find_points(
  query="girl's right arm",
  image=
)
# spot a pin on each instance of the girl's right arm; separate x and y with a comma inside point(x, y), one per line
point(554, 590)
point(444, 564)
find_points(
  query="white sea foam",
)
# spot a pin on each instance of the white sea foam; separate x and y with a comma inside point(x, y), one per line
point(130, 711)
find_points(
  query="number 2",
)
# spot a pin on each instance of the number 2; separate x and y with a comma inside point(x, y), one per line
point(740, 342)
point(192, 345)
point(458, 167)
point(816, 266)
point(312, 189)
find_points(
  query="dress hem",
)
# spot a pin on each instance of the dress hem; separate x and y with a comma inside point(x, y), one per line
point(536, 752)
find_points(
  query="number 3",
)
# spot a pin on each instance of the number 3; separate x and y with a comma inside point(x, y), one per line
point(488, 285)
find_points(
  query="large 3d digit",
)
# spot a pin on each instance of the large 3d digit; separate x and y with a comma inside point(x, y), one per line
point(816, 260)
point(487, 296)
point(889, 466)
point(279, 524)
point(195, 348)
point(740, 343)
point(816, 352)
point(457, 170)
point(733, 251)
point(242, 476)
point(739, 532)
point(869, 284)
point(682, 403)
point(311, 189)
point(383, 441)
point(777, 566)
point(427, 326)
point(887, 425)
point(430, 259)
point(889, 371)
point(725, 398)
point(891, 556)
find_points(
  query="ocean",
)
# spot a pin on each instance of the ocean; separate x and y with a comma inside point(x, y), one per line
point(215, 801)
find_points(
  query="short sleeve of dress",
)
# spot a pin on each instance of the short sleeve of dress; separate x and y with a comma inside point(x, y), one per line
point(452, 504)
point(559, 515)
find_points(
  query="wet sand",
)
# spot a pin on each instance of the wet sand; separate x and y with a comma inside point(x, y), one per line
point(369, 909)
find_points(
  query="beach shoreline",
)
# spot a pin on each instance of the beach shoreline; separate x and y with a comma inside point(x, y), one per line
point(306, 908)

========================================================================

> Description of the task: Copy all of the material word for word.

> Task answer:
find_points(
  query="girl's right arm",
  image=
)
# spot a pin on each instance of the girl's right arm; separate x and y with a comma inside point(x, y), one per line
point(554, 590)
point(444, 564)
find_points(
  query="white sea foam",
)
# spot a pin on each instance of the white sea foam; separate x and y with a comma inside point(x, y), one per line
point(130, 711)
find_points(
  query="number 2",
)
# spot a pin on each instance of the number 2; separate x and y with a comma inside point(x, y), one per line
point(740, 342)
point(192, 345)
point(458, 167)
point(816, 266)
point(312, 189)
find_points(
  query="dress hem",
)
# spot a pin on each instance of the dress hem; separate x and y with a comma inside point(x, y), one per line
point(536, 752)
find_points(
  query="number 3",
)
# spot a pin on each instance of the number 3; separate x and y with a comma inside point(x, y), one per line
point(488, 285)
find_points(
  query="large 3d digit",
)
# spot a pin on each instance of the large 3d digit; separate x and y with a comma inside point(x, y), one per line
point(816, 260)
point(487, 296)
point(889, 466)
point(279, 524)
point(195, 348)
point(740, 343)
point(816, 352)
point(457, 170)
point(733, 251)
point(242, 476)
point(739, 532)
point(869, 284)
point(682, 403)
point(311, 189)
point(383, 441)
point(777, 566)
point(427, 326)
point(887, 425)
point(430, 259)
point(889, 371)
point(725, 398)
point(891, 556)
find_points(
  query="ocean",
)
# spot a pin on each instance of the ocean; separate x and y with a comma inside point(x, y), one per line
point(215, 801)
find_points(
  query="short sleeve of dress",
)
# spot a pin on each instance of the short sleeve of dress; separate x and y with a comma inside point(x, y), one per line
point(452, 504)
point(559, 515)
find_points(
  query="wet sand",
)
# spot a pin on each instance of the wet sand; separate x and y with a comma inside point(x, y), one per line
point(369, 909)
find_points(
  query="beach shoreline",
)
# spot a pin on each instance of the beach shoreline; separate x and y with a comma inside point(x, y), one per line
point(306, 908)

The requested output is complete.